PAGE TEXT.

◆ ◆ ◆ ◆

The good news is the 16-time NHRA Funny Car champ did not suffer yet another motor explosion after enduring his third in three races during Friday’s qualifying session at Gainesville (Florida) Raceway.

In fact, Force intentionally feathered the gas pedal on his Chevrolet Camaro Funny Car to make sure it wasn’t again overtaxed, qualifying 15th with a run of 4.281 seconds at 222.88 mph.

Now for the bad news.

When Sunday’s final eliminations begin at 11 a.m. ET, Force will be matched against daughter and No. 2 qualifier, Courtney Force (3.914 seconds at 332.18 mph).

“It is a little bit of a bummer that I have to race him in the first round,” Courtney Force said of her father. “Tomorrow is a new day and we will have all our stuff ready and we will put on our game faces to go for that win.”

Courtney Force is seeking her second consecutive win, having also won two weeks ago at the second national event of the season in suburban Phoenix.

“I want to have a good side-by-side safe race tomorrow in round one,” Force said. “Our goal is to take my dad down and have a long day at the track winning rounds.

“We want to move the momentum over from Phoenix. I feel like my guys have a good handle on this Advance Auto Parts Camaro.”

But don’t count out dear old dad, an eight-time Funny Car winner at Gainesville.

“I am the kind of guy that, when it is qualifying day, I run it to the edge.,” John Force said. “I run it even if I know it will hurt itself.

“(With his three motor explosions this season) I am rethinking all that. What I am looking is the long haul. To go out here and say I have to win this race or I have to qualify low after as much stuff as we have put on the ground in Pomona and Phoenix and then to come here and do it again is bad. … We want to fix this problem and move on.

“Tomorrow I am going to have to play the odds game. I am going to run it to 700 or 800 feet and hope (Courtney) gets in trouble. I need to race smart.”

◆ ◆ ◆ ◆

RECORD SET.
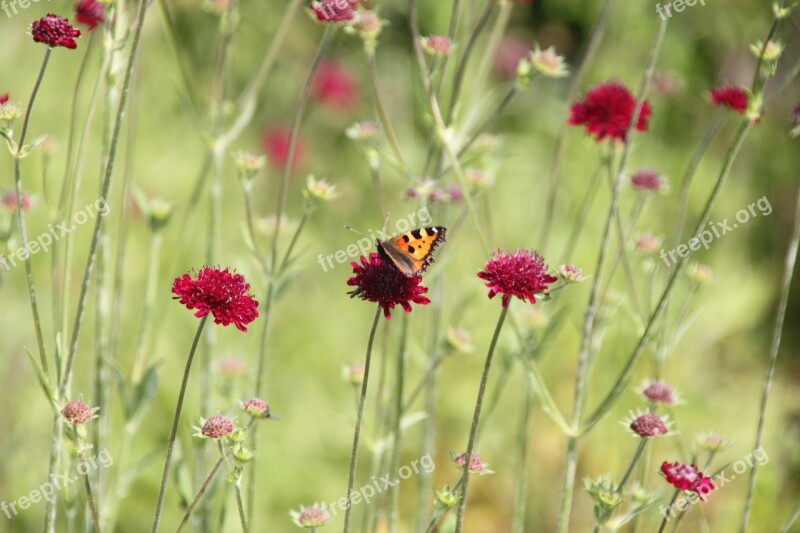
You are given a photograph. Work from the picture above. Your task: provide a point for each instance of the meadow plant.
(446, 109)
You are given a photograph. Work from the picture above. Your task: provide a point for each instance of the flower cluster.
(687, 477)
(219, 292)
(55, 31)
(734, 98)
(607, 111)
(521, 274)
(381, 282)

◆ ◆ ◆ ◆

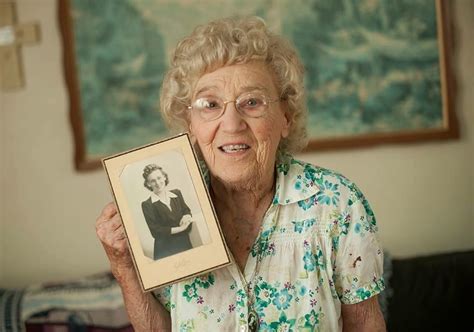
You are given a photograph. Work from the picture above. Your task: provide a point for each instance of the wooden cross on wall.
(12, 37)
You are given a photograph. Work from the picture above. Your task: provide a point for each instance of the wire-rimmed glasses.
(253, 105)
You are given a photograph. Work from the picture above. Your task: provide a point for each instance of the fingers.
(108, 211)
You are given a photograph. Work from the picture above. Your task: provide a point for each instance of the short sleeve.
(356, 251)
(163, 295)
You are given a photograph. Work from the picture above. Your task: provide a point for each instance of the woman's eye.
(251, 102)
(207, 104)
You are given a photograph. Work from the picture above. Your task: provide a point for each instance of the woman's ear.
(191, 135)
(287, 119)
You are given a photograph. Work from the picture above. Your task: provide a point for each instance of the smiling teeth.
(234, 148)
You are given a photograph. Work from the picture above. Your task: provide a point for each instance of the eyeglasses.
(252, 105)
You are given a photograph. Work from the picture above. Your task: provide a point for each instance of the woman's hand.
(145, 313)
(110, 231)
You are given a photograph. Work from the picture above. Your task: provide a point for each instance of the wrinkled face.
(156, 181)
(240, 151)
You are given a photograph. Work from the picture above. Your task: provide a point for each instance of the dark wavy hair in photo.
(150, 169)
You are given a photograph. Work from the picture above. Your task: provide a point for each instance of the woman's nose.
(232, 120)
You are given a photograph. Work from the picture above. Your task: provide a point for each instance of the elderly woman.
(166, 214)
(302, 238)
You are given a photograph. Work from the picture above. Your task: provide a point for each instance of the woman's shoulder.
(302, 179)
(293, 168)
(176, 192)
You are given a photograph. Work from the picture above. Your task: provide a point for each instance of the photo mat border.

◆ ◆ ◆ ◆

WORK REQUIRED.
In the Gainesville race article, what time do Sunday's final eliminations begin? The listing has nothing to do with this and can be disregarded.

COMPLETED EXERCISE.
11 a.m. ET